#### Record set
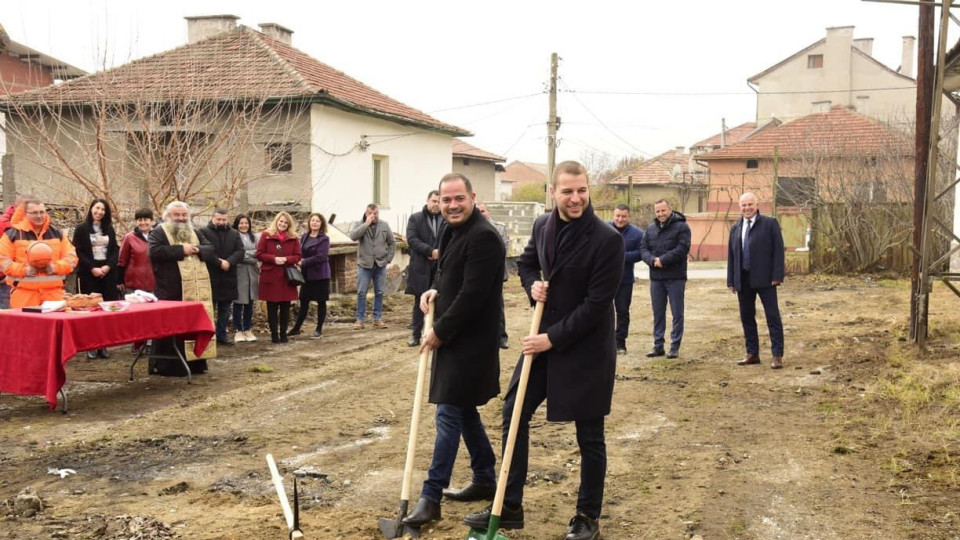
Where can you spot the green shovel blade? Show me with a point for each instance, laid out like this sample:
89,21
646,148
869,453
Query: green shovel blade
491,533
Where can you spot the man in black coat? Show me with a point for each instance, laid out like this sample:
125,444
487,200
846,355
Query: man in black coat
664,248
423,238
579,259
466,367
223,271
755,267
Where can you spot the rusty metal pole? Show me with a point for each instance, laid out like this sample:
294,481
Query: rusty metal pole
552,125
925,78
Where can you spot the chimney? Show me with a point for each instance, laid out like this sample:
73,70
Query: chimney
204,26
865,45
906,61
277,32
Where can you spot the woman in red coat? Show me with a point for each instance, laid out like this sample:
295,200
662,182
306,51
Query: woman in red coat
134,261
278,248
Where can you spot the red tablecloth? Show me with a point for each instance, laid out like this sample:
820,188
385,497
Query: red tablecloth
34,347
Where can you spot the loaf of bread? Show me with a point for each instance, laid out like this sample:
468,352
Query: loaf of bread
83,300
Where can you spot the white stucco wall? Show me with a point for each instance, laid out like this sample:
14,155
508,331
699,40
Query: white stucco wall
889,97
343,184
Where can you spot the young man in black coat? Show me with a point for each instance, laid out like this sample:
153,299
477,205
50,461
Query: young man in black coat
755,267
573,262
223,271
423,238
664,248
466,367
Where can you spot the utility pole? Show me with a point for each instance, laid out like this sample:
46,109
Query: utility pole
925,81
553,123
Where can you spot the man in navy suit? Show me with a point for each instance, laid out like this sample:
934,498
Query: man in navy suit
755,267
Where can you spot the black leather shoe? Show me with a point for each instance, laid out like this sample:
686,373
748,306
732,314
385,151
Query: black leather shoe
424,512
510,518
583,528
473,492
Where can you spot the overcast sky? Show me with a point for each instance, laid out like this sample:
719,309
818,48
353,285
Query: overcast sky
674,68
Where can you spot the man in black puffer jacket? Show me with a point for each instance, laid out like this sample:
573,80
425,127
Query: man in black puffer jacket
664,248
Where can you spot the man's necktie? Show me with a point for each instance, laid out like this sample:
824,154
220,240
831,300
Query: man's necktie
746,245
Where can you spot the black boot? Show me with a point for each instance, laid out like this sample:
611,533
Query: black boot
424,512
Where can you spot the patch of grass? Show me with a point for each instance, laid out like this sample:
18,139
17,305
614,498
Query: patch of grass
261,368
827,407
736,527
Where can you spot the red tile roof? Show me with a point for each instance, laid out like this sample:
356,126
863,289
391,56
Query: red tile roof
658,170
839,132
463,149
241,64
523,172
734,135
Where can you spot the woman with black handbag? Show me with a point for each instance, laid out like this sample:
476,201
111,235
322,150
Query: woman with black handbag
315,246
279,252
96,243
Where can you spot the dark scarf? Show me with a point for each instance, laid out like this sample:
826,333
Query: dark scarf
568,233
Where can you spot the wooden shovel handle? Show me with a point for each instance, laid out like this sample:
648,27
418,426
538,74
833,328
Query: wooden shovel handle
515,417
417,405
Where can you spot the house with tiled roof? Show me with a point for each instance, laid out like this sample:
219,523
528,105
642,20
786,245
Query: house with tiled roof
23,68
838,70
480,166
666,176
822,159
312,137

#### The task
Rewrite only the lines from the one containing "Where can you spot the black leather" through the end of the records, requests included. Scale every answer point coordinate by 0.2 and round to whole numbers, with halves rounding up, while keeping the numbers in the requests and their format samples as they are.

#### Response
Where can you spot the black leather shoe? Show me with a point for each instance, laid out like this sample:
686,373
748,306
732,314
385,151
Query: black leather shoe
85,102
102,104
117,106
95,98
Where can you spot the overcast sky? Show me with a point for each instance, laid out like this sample:
719,309
818,48
353,285
Query: overcast sky
135,14
Where can you spot the man in black puffer jacket? Show me with a point for each instance, laid out like this sample:
573,80
425,127
Query: man in black puffer jacket
133,50
Where can you spot the man's necktie? Show me with a point for each instance, laid out like this sample:
824,154
220,240
831,300
Query: man's necktie
149,49
Where can you spot the black boot? Show me with a point for each instance, laid out like this sample:
611,533
Query: black boot
85,102
Where can you spot the patch of grass? Show me with a point for each instance, laid out like this sample:
18,139
17,305
614,498
Query: patch of grass
52,74
165,81
147,105
Where can you spot the red tile roof? Show me with a point for each instance, laid out like this sample:
356,126
863,289
391,56
Query: red tile roof
132,34
168,26
93,30
48,13
105,34
147,27
Where can you spot the woman with black handbag? Show me with a point for each instance, laid out like this sample:
476,201
111,235
322,150
Query: woman with black handbag
63,49
56,50
19,49
Where can you spot the dark scarf? Show me with a point for each instance, laid out like this sample:
826,333
Query: dark scarf
114,47
Where can you spot the wooden shovel handle? Show me with a point for each instance, laid out like this sample:
648,27
418,426
538,74
833,328
Query: wooden shovel handle
103,83
83,81
Where can you spot the house with tiled roof? Show me with a point for each instance, laid out like this sample:
219,523
528,105
642,20
786,245
Query: house with tiled roof
5,14
168,14
96,33
133,35
164,32
62,27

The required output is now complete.